Begin SOURCE MATERIAL
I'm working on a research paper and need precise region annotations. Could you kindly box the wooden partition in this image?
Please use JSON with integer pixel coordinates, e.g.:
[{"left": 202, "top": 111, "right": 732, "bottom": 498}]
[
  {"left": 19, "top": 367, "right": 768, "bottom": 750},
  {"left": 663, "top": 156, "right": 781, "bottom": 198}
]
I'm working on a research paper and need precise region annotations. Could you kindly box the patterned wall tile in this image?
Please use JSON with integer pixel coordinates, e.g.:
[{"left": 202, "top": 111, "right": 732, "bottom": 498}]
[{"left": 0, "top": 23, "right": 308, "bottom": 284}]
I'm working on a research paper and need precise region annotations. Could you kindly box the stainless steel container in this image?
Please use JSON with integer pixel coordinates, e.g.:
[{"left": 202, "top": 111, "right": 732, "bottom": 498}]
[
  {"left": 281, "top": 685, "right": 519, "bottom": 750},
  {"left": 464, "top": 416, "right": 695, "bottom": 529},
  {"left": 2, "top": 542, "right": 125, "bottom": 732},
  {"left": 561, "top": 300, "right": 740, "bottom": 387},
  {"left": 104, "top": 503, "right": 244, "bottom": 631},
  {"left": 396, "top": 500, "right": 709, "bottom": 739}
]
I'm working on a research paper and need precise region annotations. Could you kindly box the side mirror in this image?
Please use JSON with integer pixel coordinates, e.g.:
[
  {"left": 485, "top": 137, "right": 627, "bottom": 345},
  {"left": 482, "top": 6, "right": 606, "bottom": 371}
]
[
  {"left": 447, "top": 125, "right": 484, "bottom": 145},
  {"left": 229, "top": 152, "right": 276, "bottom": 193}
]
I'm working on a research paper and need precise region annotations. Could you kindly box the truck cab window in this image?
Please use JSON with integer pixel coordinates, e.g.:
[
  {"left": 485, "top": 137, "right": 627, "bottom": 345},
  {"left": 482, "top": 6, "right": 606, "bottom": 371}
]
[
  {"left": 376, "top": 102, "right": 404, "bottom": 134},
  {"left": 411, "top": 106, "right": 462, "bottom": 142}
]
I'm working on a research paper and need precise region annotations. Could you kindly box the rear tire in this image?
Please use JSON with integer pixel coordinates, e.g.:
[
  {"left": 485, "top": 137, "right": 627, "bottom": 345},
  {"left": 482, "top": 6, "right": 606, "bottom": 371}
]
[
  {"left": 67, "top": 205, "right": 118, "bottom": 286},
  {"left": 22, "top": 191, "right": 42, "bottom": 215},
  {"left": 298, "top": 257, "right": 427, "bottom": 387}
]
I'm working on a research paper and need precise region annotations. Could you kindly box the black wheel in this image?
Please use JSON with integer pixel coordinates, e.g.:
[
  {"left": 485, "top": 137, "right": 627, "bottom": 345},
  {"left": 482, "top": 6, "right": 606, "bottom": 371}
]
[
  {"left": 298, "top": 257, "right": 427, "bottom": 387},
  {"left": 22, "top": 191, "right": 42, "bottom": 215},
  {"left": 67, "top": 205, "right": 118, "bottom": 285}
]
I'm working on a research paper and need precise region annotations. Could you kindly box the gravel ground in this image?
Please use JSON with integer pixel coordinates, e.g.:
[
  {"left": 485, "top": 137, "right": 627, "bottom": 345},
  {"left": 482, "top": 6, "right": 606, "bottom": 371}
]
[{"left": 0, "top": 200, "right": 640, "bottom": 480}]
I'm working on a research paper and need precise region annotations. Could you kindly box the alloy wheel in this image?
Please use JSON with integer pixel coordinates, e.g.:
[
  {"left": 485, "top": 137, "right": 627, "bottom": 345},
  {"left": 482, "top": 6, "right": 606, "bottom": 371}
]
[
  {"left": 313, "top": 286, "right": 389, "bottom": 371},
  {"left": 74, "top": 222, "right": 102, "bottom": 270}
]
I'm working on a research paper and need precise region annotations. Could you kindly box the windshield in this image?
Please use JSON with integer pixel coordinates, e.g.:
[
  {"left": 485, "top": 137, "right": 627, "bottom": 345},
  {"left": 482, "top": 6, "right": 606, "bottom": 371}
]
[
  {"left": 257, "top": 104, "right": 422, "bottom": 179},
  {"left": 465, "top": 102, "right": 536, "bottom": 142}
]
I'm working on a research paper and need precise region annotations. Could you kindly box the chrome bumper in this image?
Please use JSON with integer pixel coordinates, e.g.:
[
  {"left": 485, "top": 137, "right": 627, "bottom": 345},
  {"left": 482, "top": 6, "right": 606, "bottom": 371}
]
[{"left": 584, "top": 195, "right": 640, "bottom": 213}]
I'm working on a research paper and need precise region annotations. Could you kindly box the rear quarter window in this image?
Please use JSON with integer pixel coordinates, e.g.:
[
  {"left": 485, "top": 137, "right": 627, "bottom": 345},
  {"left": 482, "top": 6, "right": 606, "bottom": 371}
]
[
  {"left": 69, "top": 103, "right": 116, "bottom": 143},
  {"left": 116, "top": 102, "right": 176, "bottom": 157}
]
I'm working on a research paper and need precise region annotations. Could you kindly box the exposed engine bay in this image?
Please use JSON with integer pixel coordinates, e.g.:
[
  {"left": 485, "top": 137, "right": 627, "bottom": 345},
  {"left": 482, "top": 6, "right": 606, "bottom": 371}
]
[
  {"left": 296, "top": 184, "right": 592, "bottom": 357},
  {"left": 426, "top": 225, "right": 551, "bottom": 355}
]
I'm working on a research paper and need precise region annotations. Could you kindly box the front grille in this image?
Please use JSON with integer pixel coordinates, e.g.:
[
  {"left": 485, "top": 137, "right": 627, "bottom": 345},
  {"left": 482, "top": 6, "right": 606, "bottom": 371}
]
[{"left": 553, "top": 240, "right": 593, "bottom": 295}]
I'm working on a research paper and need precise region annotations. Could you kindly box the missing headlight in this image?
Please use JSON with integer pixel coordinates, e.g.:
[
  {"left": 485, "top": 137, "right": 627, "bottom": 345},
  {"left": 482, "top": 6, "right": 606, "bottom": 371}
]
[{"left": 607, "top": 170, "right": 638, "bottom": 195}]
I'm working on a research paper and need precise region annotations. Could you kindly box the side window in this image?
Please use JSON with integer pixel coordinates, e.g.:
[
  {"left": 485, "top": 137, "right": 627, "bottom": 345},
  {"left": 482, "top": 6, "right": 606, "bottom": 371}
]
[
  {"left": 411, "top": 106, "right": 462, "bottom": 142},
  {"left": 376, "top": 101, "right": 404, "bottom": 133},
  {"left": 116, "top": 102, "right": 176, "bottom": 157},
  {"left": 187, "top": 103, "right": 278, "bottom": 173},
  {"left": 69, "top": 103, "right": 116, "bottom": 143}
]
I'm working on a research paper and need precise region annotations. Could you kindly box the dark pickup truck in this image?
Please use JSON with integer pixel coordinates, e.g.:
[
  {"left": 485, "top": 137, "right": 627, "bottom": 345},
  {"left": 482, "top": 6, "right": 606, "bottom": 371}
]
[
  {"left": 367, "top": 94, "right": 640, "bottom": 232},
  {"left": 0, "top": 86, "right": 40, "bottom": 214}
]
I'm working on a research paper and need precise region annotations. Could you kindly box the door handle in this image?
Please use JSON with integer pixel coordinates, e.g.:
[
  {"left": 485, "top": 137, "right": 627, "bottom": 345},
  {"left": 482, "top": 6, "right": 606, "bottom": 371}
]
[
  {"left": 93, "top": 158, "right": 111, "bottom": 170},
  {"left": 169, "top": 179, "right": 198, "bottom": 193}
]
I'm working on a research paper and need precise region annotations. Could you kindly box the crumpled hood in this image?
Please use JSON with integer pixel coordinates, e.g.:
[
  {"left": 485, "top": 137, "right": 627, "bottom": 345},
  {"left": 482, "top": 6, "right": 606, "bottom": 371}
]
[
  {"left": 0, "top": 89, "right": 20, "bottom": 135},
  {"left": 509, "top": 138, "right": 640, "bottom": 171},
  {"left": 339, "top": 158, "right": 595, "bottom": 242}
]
End SOURCE MATERIAL
Please extract each line of the data above that contains the word "truck".

◆ **REPLY**:
I'm working on a research paper and need precise region annotations. Could you kindly box the truck cab window in this image?
I'm working on a research paper and need precise region annotations. Could you kindly box the dark pickup truck in this image?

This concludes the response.